• **Short exercise 1**: In the Mamba section, turn the paragraph beginning "Why softplus?" into a short bulleted list that keeps its main points.
• **Short exercise 2**: Pick up the Mamba section after its last line and keep writing in the same style.

• **Text provided**:
**********

Section 03

The Idea: Making SSMs Input-Dependent

Mamba: Linear-Time Sequence Modeling with Selective State Spaces 2023

The Idea: Making SSMs Input-Dependent

The Core Innovation

Instead of this (fixed SSM):

x_t = A x_{t-1} + B u_t          (A, B fixed for all t)
y_t = C x_t

Mamba does this (selective SSM):

Δ_t = softplus(W_Δ u_t)          (step size depends on input)
B_t = Linear(W_B u_t)             (input matrix depends on input)
C_t = Linear(W_C u_t)             (output matrix depends on input)

A_bar_t = exp(Δ_t A)              (discretized, input-dependent)
B_bar_t = Δ_t B_t                 (scaled input matrix)

x_t = A_bar_t x_{t-1} + B_bar_t u_t
y_t = C_t x_t

Now the model decides, for each token:

  • Δ_t: How much to “stretch” or “compress” time (large Δ = slower decay)
  • B_t: How much this token should influence the state
  • C_t: How to read out the state

Intuition: Selective Memory

Think of a student reading a textbook:

Fixed SSM student:

  • Reads each word at a constant pace
  • Forgets old information at a constant rate
  • Can’t speed up for important parts or skim through filler

Mamba student:

  • Sees the word “Definition:” → slows down (Δ increases, slower decay)
  • Sees “for example” → speeds up (Δ decreases, faster decay)
  • Important concepts → remember longer (high B)
  • Filler words → weak signal (low B)
  • Adjust reading emphasis based on content (C)

The student now matches or beats the attentive reader (Transformer) because it’s selective, not because it reads everything carefully.


Mathematical Details

Step 1: Compute Selective Parameters

For each input u_t, compute:

Δ_t = softplus(W_Δ u_t)           ∈ ℝ     (scalar, minimum ~0, no upper bound)
B_t = Linear_B(u_t)                ∈ ℝ^N   (N-dimensional, for state size N)
C_t = Linear_C(u_t)                ∈ ℝ^N   (N-dimensional, for output)

Where:
  W_Δ ∈ ℝ^(1 × d)    (projects input to step size)
  Linear_B, Linear_C are learned layers
  softplus(x) = log(1 + exp(x))    (smooth approximation of max(x, ε))

Why softplus? It’s smooth (differentiable everywhere) and maps to (≈0, ∞), suitable for time-step sizes.

Step 2: Discretization

The continuous SSM has a fixed A matrix (e.g., A = -I, which causes exponential decay). Discretize using the step size Δ_t:

Discretized: x_t = A_bar_t x_{t-1} + B_bar_t u_t

Where:
  A_bar_t = exp(Δ_t A)                     ∈ ℝ^(N×N)
  B_bar_t = (Δ_t A)^(-1) (exp(Δ_t A) - I) Δ_t B_t  ≈ Δ_t B_t  (approximation)

For small Δ_t:
  A_bar_t ≈ I + Δ_t A                      (matrix exponential Taylor expansion)
  B_bar_t ≈ Δ_t B_t

Key insight: A stays fixed (learned), but A_bar_t changes per token because Δ_t changes.

Step 3: State Update (Recurrent)

x_t = A_bar_t x_{t-1} + B_bar_t u_t    (standard recurrence)

**********

• **Extracted records**:
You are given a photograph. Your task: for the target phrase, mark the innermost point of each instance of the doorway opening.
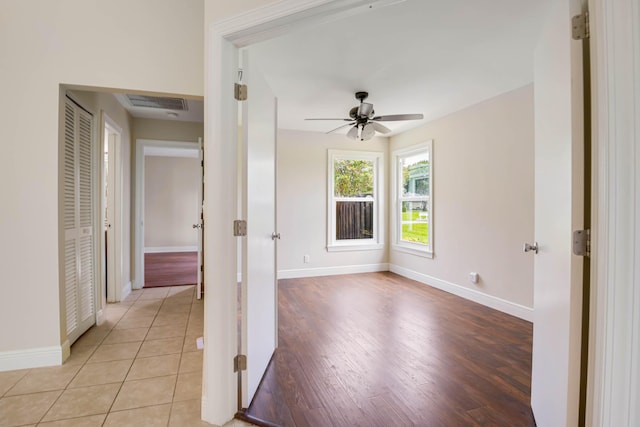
(111, 185)
(168, 215)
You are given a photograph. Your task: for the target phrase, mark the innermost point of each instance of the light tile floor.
(140, 367)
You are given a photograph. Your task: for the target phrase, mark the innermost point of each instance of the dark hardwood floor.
(170, 269)
(381, 350)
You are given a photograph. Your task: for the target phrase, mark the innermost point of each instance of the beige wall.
(167, 130)
(170, 201)
(150, 45)
(483, 197)
(302, 201)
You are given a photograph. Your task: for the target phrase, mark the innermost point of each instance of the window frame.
(377, 242)
(398, 244)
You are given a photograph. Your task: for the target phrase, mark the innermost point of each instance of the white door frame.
(223, 38)
(156, 148)
(114, 291)
(612, 82)
(613, 386)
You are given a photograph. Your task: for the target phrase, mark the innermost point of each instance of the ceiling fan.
(364, 122)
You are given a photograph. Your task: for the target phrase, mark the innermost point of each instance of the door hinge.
(239, 228)
(240, 92)
(240, 363)
(582, 242)
(580, 26)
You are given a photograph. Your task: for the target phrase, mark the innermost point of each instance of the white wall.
(302, 205)
(151, 45)
(483, 201)
(171, 202)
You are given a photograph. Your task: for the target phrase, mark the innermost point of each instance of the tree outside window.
(353, 202)
(413, 183)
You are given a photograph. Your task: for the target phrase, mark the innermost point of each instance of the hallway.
(140, 367)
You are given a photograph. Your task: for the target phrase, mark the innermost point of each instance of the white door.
(200, 223)
(259, 337)
(79, 278)
(559, 209)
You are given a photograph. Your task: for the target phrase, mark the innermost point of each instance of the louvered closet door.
(78, 214)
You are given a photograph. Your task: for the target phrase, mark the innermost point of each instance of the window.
(412, 217)
(354, 202)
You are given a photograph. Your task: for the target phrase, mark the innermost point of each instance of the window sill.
(413, 251)
(355, 247)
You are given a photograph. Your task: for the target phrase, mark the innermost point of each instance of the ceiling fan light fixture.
(368, 132)
(353, 132)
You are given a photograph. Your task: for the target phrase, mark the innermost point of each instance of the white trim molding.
(223, 38)
(33, 358)
(165, 249)
(144, 147)
(613, 388)
(125, 291)
(332, 271)
(508, 307)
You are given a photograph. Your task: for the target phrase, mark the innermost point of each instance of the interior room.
(401, 212)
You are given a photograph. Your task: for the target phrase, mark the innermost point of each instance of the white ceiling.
(413, 56)
(418, 56)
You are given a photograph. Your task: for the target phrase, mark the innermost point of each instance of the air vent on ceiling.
(178, 104)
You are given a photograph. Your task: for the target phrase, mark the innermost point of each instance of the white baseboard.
(33, 358)
(332, 271)
(100, 317)
(125, 291)
(162, 249)
(66, 350)
(496, 303)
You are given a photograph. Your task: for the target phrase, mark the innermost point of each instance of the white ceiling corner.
(418, 56)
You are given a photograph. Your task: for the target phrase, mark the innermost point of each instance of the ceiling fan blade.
(398, 117)
(346, 120)
(380, 128)
(341, 127)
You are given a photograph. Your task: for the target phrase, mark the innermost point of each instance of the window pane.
(353, 178)
(354, 220)
(415, 222)
(415, 175)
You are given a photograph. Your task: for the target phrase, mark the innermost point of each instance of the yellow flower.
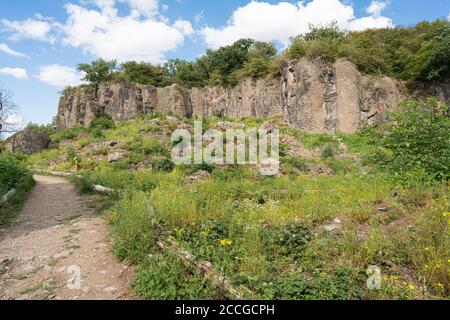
(225, 242)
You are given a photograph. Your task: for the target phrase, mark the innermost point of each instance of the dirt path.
(59, 248)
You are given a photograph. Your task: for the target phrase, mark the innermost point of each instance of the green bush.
(415, 143)
(162, 164)
(13, 174)
(165, 277)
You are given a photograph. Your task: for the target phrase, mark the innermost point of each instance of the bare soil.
(59, 249)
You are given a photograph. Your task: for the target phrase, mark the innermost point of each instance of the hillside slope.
(310, 233)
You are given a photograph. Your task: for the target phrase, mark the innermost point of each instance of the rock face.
(311, 95)
(28, 142)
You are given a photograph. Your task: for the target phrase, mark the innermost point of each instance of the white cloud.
(199, 16)
(185, 27)
(4, 48)
(279, 22)
(60, 76)
(38, 28)
(376, 7)
(17, 73)
(103, 33)
(146, 8)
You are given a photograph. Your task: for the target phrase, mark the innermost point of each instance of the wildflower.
(225, 242)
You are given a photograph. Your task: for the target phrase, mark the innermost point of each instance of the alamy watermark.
(258, 147)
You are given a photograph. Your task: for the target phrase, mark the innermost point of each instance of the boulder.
(28, 141)
(117, 155)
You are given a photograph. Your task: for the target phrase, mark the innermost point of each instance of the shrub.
(418, 137)
(162, 164)
(13, 174)
(328, 152)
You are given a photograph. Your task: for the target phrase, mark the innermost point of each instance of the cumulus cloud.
(376, 7)
(4, 48)
(279, 22)
(96, 27)
(185, 27)
(146, 8)
(17, 73)
(38, 28)
(60, 76)
(138, 36)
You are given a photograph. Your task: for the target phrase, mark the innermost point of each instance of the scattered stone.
(110, 144)
(269, 167)
(110, 289)
(86, 289)
(334, 227)
(62, 255)
(319, 169)
(117, 155)
(198, 176)
(28, 141)
(229, 125)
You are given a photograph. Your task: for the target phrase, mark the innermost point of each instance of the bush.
(12, 171)
(415, 143)
(162, 164)
(328, 152)
(13, 174)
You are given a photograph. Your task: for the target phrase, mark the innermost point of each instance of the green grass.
(13, 175)
(267, 233)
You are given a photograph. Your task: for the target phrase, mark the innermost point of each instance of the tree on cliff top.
(98, 71)
(7, 109)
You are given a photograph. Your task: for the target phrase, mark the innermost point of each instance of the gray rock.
(311, 95)
(117, 155)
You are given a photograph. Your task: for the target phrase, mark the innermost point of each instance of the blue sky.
(41, 42)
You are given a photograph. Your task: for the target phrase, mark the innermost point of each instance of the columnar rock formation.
(311, 95)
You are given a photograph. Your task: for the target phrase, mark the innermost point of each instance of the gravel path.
(59, 248)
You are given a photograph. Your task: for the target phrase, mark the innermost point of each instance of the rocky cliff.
(311, 95)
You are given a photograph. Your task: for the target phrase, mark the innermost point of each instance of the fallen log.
(7, 196)
(103, 190)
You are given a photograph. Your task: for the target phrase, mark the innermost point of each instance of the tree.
(438, 65)
(143, 73)
(98, 71)
(7, 109)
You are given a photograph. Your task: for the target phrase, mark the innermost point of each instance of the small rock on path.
(59, 248)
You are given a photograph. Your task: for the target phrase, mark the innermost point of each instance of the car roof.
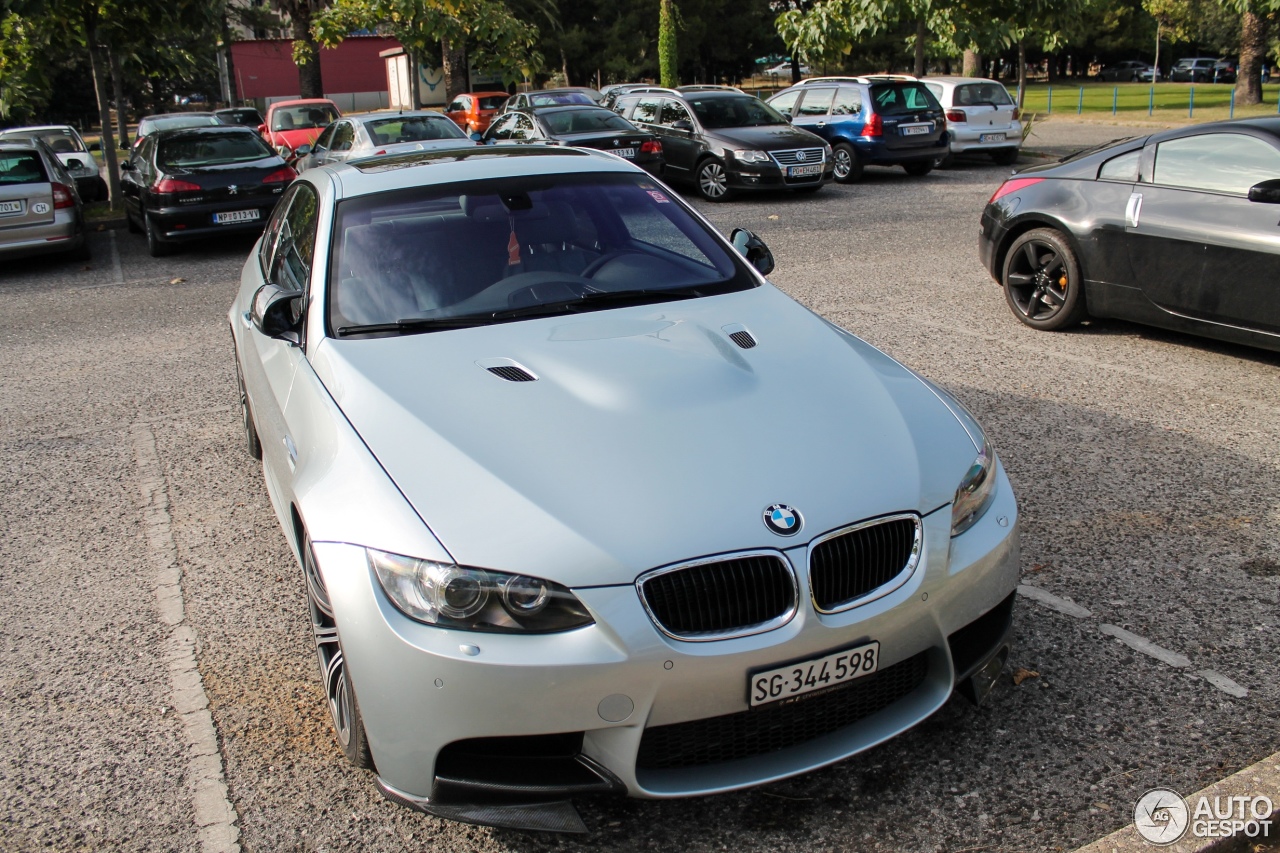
(369, 176)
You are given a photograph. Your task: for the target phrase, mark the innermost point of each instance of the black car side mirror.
(1266, 192)
(277, 313)
(753, 249)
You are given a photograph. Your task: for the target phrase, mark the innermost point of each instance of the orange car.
(474, 110)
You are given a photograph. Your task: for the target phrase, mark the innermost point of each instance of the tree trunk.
(455, 60)
(310, 83)
(97, 72)
(1253, 50)
(922, 33)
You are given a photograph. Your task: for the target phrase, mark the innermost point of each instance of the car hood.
(648, 437)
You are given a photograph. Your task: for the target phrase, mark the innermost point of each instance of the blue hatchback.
(869, 121)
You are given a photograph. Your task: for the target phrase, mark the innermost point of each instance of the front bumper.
(618, 687)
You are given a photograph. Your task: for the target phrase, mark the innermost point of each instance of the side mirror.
(753, 249)
(1266, 192)
(277, 313)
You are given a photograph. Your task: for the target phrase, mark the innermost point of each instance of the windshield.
(535, 246)
(301, 118)
(193, 150)
(744, 110)
(586, 122)
(416, 128)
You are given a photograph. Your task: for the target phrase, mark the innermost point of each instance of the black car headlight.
(977, 491)
(475, 600)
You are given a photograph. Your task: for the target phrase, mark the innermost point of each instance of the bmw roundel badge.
(782, 520)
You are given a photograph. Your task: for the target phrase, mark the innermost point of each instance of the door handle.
(1133, 211)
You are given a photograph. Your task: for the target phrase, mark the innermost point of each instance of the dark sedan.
(1176, 229)
(200, 182)
(725, 141)
(584, 127)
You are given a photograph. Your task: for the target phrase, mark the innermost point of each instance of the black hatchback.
(726, 141)
(200, 182)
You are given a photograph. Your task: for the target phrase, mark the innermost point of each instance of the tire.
(1042, 281)
(1005, 156)
(712, 181)
(849, 168)
(348, 726)
(155, 243)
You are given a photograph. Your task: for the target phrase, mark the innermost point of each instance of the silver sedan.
(584, 505)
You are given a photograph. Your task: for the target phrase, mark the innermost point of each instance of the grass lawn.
(1170, 101)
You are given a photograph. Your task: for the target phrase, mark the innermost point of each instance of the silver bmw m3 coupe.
(584, 505)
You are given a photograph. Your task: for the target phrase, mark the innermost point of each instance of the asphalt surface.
(1146, 465)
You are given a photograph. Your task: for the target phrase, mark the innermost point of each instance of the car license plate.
(800, 172)
(796, 679)
(236, 215)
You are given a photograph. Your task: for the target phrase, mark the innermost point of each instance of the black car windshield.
(193, 150)
(743, 110)
(414, 128)
(501, 250)
(586, 121)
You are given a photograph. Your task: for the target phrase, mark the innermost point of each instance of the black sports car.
(1178, 229)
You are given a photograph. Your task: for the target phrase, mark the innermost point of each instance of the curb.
(1255, 780)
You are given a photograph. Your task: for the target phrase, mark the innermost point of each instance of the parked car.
(982, 118)
(240, 115)
(191, 183)
(585, 127)
(383, 132)
(72, 153)
(1175, 229)
(474, 112)
(887, 121)
(726, 142)
(40, 208)
(479, 379)
(149, 124)
(292, 123)
(1133, 71)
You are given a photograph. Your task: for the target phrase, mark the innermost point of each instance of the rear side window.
(21, 167)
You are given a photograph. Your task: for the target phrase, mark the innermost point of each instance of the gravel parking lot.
(1146, 464)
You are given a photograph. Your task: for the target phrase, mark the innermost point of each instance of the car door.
(1198, 246)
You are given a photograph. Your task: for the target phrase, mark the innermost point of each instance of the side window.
(817, 101)
(849, 101)
(786, 101)
(647, 110)
(672, 112)
(1216, 162)
(1121, 168)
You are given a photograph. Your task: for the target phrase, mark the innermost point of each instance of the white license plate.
(796, 679)
(799, 172)
(236, 215)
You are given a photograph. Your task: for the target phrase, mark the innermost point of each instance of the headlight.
(475, 600)
(976, 492)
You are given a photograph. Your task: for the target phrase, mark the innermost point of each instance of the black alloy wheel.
(339, 694)
(1042, 281)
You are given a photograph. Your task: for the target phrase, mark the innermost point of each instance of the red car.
(292, 123)
(472, 112)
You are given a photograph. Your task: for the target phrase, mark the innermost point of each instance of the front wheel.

**********

• **Task result 1**:
Softplus is used for the step size Δ_t because:
- It is smooth, so it is differentiable everywhere.
- Its output falls in the range (≈0, ∞).
- That range suits time-step sizes.

• **Task result 2**:
This is O(N²) per step if computed naively (matrix multiplication). But see Section 4 for optimization.

Step 4: Output

y_t = C_t x_t                          (element-wise product, O(N))

Why This Works: The Selectivity Effect

Example: Long-Range Dependency

Suppose we want the model to remember token 0 up to token T.

Fixed SSM:

x_t = A^t x_0 + (stuff from recent tokens)

If A has eigenvalues with magnitude < 1 (stable):
  x_T ≈ A^T x_0    (decayed exponentially)
  If A = -0.1, then (-0.1)^T ≈ 0 for T > 50

Mamba (selective):

At token 0 (important): Δ_0 is large → A_bar_0 ≈ exp(large A) → slower decay
At tokens 1-T (filler): Δ_t is small → A_bar_t ≈ exp(small A) → faster decay

x_T ≈ (small A_bar) × ... × (small A_bar) × (large A_bar) × x_0
    ≈ (product of many small scalars) × memory_of_token_0
    
But here's the trick: Δ values are learned!
If token 0 matters, the model learns to set Δ_0 very large.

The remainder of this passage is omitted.